He admitted that PW10 had conducted further investigation but he

denied that his statement was recorded by him. He admitted that

PW10 had recorded his specimen voice, as also the specimen voice

of the complainant. He claimed himself to be innocent and stated

that he had been falsely implicated in this case. However, no

evidence has been led by him in his defense.

8. Learned counsel for the appellant has vehemently contended

that complainant Manmohan Bhalla (PW5) and shadow witness

PW4 Virender Singh had been declared hostile and cross-examined

by the Senior Public Prosecutor, thus, are infirm witnesses. They

have not corroborated each other on material points, inasmuch as

their testimonies suffer from material contradictions making them

unreliable and untrustworthy witnesses. Both PW4 and PW5 have

not corroborated each other with regard to demand and acceptance

of bribe by the appellant on 7th January, 2003. PW5 Manmohan

Bhalla has not supported the prosecution case on material

aspects. He has failed to give the date or approximate time of the

alleged demand. He stated that he had not given money to the

appellant in his hand; instead kept it by the side of a file lying on

the table, which is contrary to the prosecution case that the

appellant accepted the bribe money in his right hand, counted the

same with both his hands and kept it in the left side of his jacket

pocket. Suggestion given by the Senior Public Prosecutor to this

witness on this point has been denied by him. PW5 Manmohan

Bhalla has not even corroborated the prosecution case regarding

the recovery of bribe money from the appellant‟s jacket pocket as

he has deposed that he had gone out of the room for some time

and had not witnessed the recovery of money from the appellant.

* [Information given]
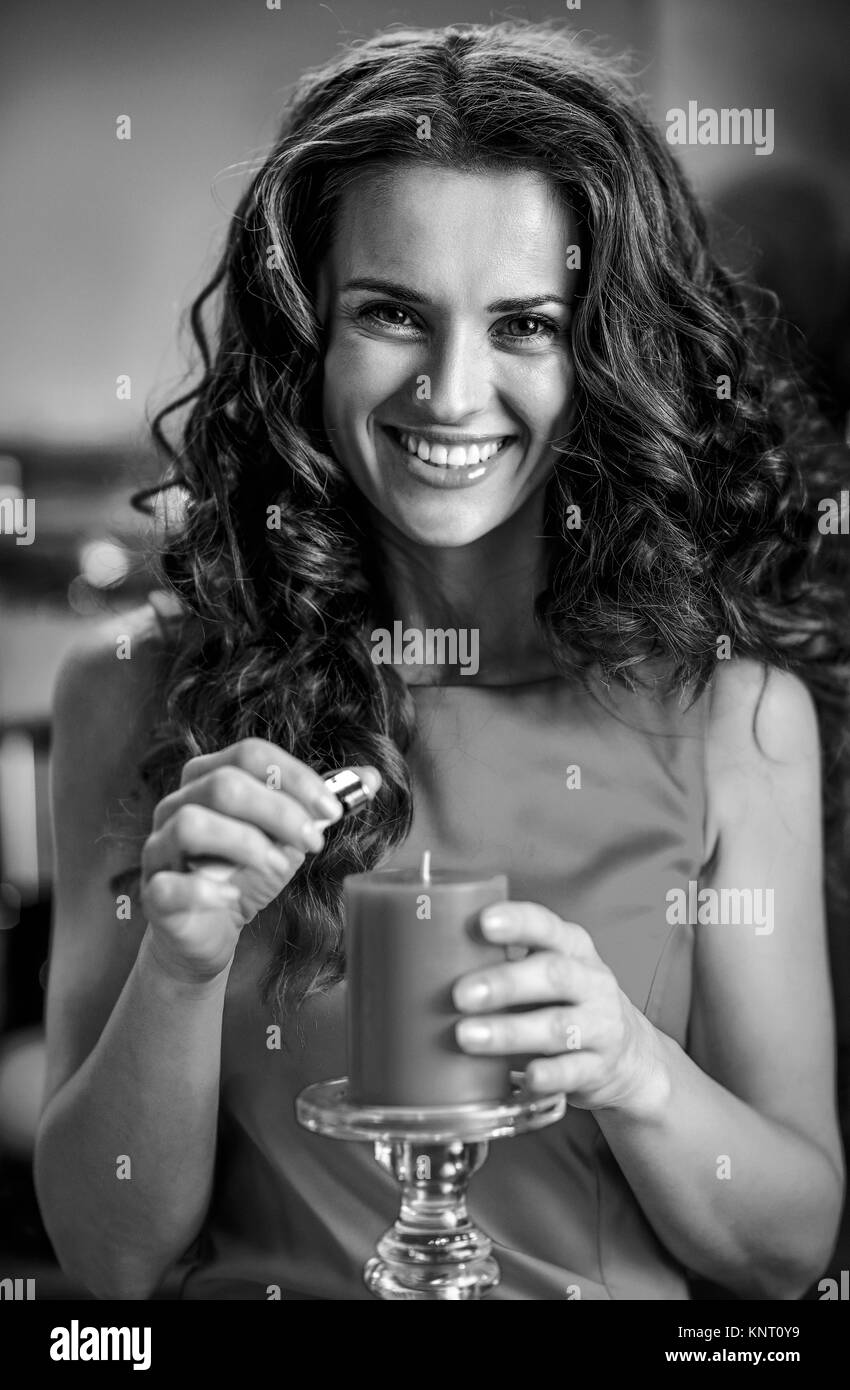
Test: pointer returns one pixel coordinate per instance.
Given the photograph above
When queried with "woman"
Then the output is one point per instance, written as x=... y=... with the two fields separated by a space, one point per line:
x=468 y=374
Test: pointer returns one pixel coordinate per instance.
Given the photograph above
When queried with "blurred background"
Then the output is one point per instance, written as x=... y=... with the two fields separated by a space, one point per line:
x=106 y=241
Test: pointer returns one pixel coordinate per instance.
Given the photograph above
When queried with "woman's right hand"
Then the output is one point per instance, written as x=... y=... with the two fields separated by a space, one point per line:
x=227 y=809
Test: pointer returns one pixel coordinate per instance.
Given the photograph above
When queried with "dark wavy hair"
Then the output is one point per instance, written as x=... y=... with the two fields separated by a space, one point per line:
x=697 y=512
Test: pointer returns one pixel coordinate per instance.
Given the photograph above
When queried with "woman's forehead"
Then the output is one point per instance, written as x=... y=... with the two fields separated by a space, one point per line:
x=429 y=225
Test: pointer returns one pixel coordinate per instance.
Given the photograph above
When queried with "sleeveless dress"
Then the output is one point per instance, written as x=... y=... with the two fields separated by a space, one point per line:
x=300 y=1212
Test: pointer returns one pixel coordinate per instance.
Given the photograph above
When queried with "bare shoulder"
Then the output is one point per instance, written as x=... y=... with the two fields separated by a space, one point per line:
x=761 y=742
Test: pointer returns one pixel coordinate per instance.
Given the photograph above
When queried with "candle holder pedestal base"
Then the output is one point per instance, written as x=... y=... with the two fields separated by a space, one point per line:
x=434 y=1250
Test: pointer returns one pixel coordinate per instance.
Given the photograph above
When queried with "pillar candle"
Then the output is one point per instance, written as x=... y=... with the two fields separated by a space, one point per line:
x=409 y=937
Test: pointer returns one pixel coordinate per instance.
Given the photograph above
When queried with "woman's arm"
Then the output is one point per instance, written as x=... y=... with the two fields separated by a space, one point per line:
x=734 y=1151
x=127 y=1140
x=738 y=1161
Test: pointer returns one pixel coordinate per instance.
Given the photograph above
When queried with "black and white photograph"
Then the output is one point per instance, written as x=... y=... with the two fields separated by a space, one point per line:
x=425 y=665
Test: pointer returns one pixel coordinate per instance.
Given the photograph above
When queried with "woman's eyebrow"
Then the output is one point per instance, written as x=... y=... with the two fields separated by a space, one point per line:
x=414 y=296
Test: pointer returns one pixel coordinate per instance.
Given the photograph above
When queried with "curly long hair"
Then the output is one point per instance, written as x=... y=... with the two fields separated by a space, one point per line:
x=697 y=512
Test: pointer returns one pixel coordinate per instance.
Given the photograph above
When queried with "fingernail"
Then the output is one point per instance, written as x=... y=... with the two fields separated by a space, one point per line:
x=472 y=994
x=474 y=1034
x=495 y=922
x=279 y=862
x=313 y=837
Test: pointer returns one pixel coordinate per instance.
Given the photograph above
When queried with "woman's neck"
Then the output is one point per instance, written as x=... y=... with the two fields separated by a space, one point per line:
x=482 y=592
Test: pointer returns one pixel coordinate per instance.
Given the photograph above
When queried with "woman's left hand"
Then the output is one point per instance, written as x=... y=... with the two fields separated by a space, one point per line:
x=588 y=1039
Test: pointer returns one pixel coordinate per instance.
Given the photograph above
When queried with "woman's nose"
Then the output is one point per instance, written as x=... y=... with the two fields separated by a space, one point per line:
x=460 y=377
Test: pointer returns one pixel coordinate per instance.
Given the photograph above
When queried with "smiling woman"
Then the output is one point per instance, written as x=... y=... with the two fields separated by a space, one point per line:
x=475 y=307
x=464 y=380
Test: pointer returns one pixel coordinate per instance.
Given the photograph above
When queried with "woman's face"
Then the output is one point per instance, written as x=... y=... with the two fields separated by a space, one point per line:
x=449 y=370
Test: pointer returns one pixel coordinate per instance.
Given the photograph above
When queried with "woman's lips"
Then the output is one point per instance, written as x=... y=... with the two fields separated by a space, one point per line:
x=445 y=463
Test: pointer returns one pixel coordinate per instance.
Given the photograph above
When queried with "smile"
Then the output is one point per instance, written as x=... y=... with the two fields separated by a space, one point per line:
x=454 y=455
x=447 y=462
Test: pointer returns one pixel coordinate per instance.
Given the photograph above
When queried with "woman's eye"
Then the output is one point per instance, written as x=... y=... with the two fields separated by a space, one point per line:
x=529 y=328
x=388 y=316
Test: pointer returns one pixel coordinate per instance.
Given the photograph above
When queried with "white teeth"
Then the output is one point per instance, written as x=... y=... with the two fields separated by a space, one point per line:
x=457 y=456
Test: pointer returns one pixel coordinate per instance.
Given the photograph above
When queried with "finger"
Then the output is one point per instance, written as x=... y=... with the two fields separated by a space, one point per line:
x=234 y=792
x=167 y=894
x=271 y=765
x=532 y=925
x=568 y=1072
x=193 y=830
x=549 y=1032
x=542 y=976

* [Direction A] List every line of the records that contains the string "white", counting only matches with the same case.
* [Direction B] Pick up the judgment on the bribery appeal after its last sentence and carry it forward.
The legal text and the records come from separate, unrelated sources.

* [Written reply A]
When queried with "black and white photograph"
When queried with "white teeth"

* [Written reply B]
He had simply stated that he had seen the money lying on the

table. As per the prosecution, PW4 Virender Singh was directed to

remain with PW5 Manmohan Bhalla and witness the transaction

but this witness, while deposing in the court, has denied this fact.

PW4 has deposed that he remained outside the room of the

appellant where the alleged transaction took place, inasmuch as,

in the site plan also, his position has been shown outside the

room. PW4 had neither witnessed the appellant demanding bribe

from PW5 Manmohan Bhalla on 7th January, 2003 nor had seen

PW5 handing over the bribe money to appellant. PW4 even denied

a suggestion in his cross-examination of the prosecutor that he

had informed the CBI officer about the demand and acceptance of

bribe by the appellant in his presence. PW4 has deposed that after

he was informed by PW5 Manmohan Bhalla about the passing of

bribe money, he gave the pre-determined signal, pursuant whereof,

trap team arrived there and apprehended appellant. However,

PW5 has given altogether a different version by saying that he had

given the signal to the trap team from a mobile phone given to him

by the CBI. In nutshell it is contended that the PW4 and PW5 are

wholly untrustworthy and unreliable witnesses. In absence of

their testimony, demand and acceptance of bribe money had

remained unproved. Reliance has been placed on State of H.P.

Vs. Sukhvinder Singh 2004 (1) CCC (SC) 297. It is further

contended that mere demand without proof of acceptance of bribe

was not sufficient to establish offence under the Act. Reliance has

been placed on Banarsi Dass Vs. State of Haryana AIR 2010

SC 1589. It is further contended that mere recovery of tainted

money from the accused by itself was not sufficient to prove the

charge in absence of any evidence of payment of bribe and its

voluntary acceptance by the appellant. Reliance has been placed

on Suraj Mal Vs. State (Delhi Admn.) 1980 SCC (Cri) 159 and

Muluwa Vs. State of Madhya Pradesh (1976) SCC 37.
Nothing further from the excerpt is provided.